### SET PROBLEM
Convert every line of the material below into a Markdown table with two columns, Row for the row number and Line for the line itself, and skip any blank lines. Leave the pictures out of the table.

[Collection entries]
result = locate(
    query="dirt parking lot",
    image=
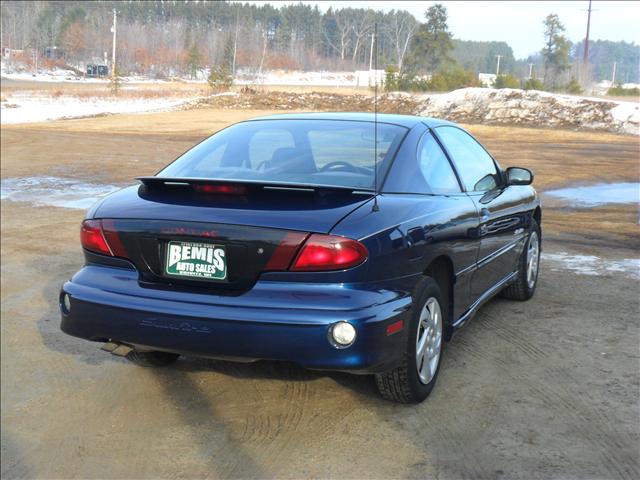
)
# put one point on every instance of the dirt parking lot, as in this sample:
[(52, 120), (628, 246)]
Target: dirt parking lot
[(544, 389)]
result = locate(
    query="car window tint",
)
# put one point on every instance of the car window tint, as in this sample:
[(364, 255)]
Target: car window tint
[(210, 160), (474, 165), (264, 143), (298, 151), (435, 167), (350, 145)]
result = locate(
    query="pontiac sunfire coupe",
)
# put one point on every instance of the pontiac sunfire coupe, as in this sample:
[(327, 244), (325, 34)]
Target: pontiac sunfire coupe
[(331, 240)]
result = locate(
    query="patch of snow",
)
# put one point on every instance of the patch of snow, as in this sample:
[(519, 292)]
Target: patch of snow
[(531, 107), (54, 191), (592, 265), (599, 194), (31, 108)]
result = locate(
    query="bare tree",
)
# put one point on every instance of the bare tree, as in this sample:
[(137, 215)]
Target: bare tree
[(401, 29), (361, 29), (343, 28)]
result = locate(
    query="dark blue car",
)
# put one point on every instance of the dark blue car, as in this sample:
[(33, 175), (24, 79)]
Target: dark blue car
[(331, 240)]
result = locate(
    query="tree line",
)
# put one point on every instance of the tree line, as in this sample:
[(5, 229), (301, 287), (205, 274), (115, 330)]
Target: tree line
[(169, 37)]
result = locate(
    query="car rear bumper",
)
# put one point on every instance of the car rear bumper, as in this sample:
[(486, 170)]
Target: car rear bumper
[(274, 320)]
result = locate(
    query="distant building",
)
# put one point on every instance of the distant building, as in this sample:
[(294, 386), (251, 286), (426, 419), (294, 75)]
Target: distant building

### WRITTEN ANSWER
| Row | Line |
|---|---|
| 1 | result = locate( |
| 2 |     query="dirt parking lot", |
| 3 |     image= |
| 4 | ) |
| 5 | # put one point on every instance of the dirt parking lot, as in this sample: |
| 6 | [(52, 120), (628, 246)] |
| 7 | Target: dirt parking lot |
| 8 | [(544, 389)] |
| 9 | result = locate( |
| 10 |     query="car window tint", |
| 11 | ) |
| 12 | # put one point on every instance of the car window tint, as in this sample: |
| 13 | [(364, 255)] |
| 14 | Target: car window tint |
| 15 | [(210, 160), (474, 165), (264, 143), (298, 151), (435, 167), (350, 145)] |
| 16 | result = locate( |
| 17 |     query="pontiac sunfire coupe", |
| 18 | ) |
| 19 | # put one point on every instance of the pontiac sunfire coupe, as in this sample: |
| 20 | [(327, 244), (325, 34)] |
| 21 | Target: pontiac sunfire coupe |
| 22 | [(331, 240)] |
| 23 | result = locate( |
| 24 |     query="patch of snow", |
| 25 | ) |
| 26 | # put one point on every instance of the patch of snow, as in this sample: |
| 27 | [(519, 292)] |
| 28 | Target: patch of snow |
| 29 | [(531, 107), (54, 191), (592, 265), (599, 194), (31, 108)] |
| 30 | result = locate( |
| 31 |     query="bare tree", |
| 32 | ) |
| 33 | # put one point on every instance of the bare tree, as in this sample: |
| 34 | [(137, 215)] |
| 35 | Target: bare tree |
| 36 | [(401, 29), (361, 29), (343, 28)] |
| 37 | result = locate( |
| 38 |     query="dark blue car", |
| 39 | ) |
| 40 | # put one point on every instance of the dark blue car, as in this sample: |
| 41 | [(33, 175), (24, 79)] |
| 42 | Target: dark blue car |
| 43 | [(331, 240)] |
| 44 | result = locate( |
| 45 |     query="tree line", |
| 46 | ) |
| 47 | # put one point on every instance of the tree line, as in this sample: |
| 48 | [(5, 229), (301, 287), (205, 274), (115, 330)] |
| 49 | Target: tree line |
| 50 | [(169, 37)] |
| 51 | result = locate( |
| 52 |     query="car rear bumper", |
| 53 | ) |
| 54 | # put one point on every instance of the car rear bumper, as in this sample: |
| 55 | [(486, 170)] |
| 56 | Target: car rear bumper |
| 57 | [(274, 320)] |
| 58 | result = locate( |
| 59 |     query="distant building", |
| 60 | ) |
| 61 | # put one point on every instance of the distant building, as in this sample: |
| 62 | [(294, 386), (251, 286), (426, 419), (294, 75)] |
| 63 | Target: distant building |